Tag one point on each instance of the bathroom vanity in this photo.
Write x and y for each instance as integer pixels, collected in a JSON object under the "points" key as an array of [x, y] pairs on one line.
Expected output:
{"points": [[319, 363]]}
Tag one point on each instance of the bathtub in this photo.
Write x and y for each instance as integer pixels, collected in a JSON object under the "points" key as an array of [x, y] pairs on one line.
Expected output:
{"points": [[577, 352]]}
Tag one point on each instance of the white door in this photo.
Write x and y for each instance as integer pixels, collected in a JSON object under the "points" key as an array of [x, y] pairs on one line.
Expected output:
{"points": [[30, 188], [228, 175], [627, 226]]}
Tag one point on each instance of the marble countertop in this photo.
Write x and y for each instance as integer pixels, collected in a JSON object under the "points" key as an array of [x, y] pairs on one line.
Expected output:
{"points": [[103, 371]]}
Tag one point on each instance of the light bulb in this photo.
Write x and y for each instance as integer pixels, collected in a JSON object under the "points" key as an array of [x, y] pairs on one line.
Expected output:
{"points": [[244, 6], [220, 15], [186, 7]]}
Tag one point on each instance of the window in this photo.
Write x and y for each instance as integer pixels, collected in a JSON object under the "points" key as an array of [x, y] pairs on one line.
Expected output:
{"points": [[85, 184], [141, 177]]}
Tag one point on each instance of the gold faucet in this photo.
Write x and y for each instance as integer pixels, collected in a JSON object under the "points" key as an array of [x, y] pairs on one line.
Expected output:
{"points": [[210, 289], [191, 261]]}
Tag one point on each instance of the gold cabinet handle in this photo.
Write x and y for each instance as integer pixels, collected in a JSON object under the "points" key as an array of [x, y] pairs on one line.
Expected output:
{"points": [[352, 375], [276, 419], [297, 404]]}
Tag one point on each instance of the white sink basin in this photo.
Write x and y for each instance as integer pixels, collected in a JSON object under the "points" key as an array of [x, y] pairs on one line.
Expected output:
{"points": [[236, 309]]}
--------------------------------
Description of the task:
Print nothing but the lines from the line with "Tag one point on each instance of the gold faucet" to the last line of the records above. Both of those lines count.

Worked solution:
Tag one point on each instance of the gold faucet in this photo.
Write x and y for each instance as integer pixels, collected in a JSON object under the "points" key as an array of [x, y] pairs on one line.
Expected output:
{"points": [[210, 289], [191, 261]]}
Tag one point on each instance of the gold cabinet handle in this photo.
Write x and y for each instance as integer pixels, collected in a JSON object under the "points" key as an array of [x, y] pairs on one line.
Expected output:
{"points": [[352, 375], [276, 419], [297, 404]]}
Tag one point on each instance of the white sink basin in this photo.
Write x and y for each instance as integer pixels, collected in a JSON object under the "points" key as an array of [x, y] pairs on one line.
Expected output:
{"points": [[236, 309]]}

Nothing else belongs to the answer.